### Short exercise
Can you copy all of the material below word for word, leaving out the pictures?

### Record excerpts
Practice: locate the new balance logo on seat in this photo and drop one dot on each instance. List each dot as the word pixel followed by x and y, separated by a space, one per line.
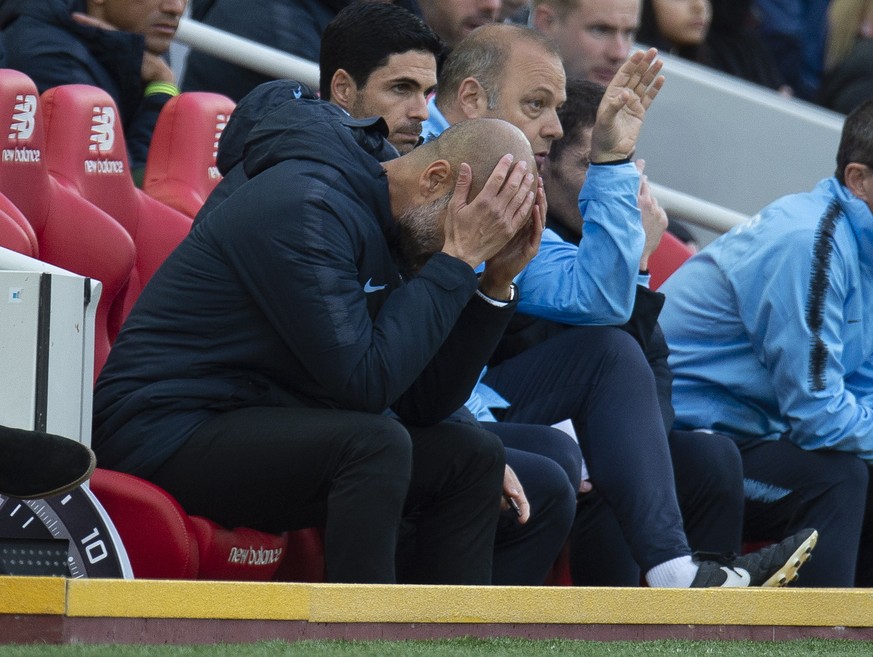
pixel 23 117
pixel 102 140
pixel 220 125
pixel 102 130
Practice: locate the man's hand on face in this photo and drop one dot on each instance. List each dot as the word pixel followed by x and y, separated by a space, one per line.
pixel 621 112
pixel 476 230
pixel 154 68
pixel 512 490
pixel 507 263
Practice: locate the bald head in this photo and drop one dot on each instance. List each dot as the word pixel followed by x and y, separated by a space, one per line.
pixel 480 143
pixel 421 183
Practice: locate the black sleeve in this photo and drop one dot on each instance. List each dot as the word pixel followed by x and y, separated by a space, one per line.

### Output for this exercise
Practice: locate the new balance logo on seat in this photo and drop one dot on each instance. List each dot as the word pixel followed by x and y, separated by a space, one per line.
pixel 23 117
pixel 102 140
pixel 220 125
pixel 102 130
Practice: locate the man's hand on face in this photo and drop one dot on each instance. List each dot as the word pixel followed by x and y, separated by a space, one per line.
pixel 621 112
pixel 476 230
pixel 154 68
pixel 512 490
pixel 507 263
Practice: locate the bald head in this photo and drop one dot on each instance. List each dot as the word pixel followed by x and y, separated by a space, one per line.
pixel 480 143
pixel 421 183
Practice: locate the black sleeve in this photo and drop one dot on each instance. List each dot as the word pixel followed by x and y, separated by a space, one per line.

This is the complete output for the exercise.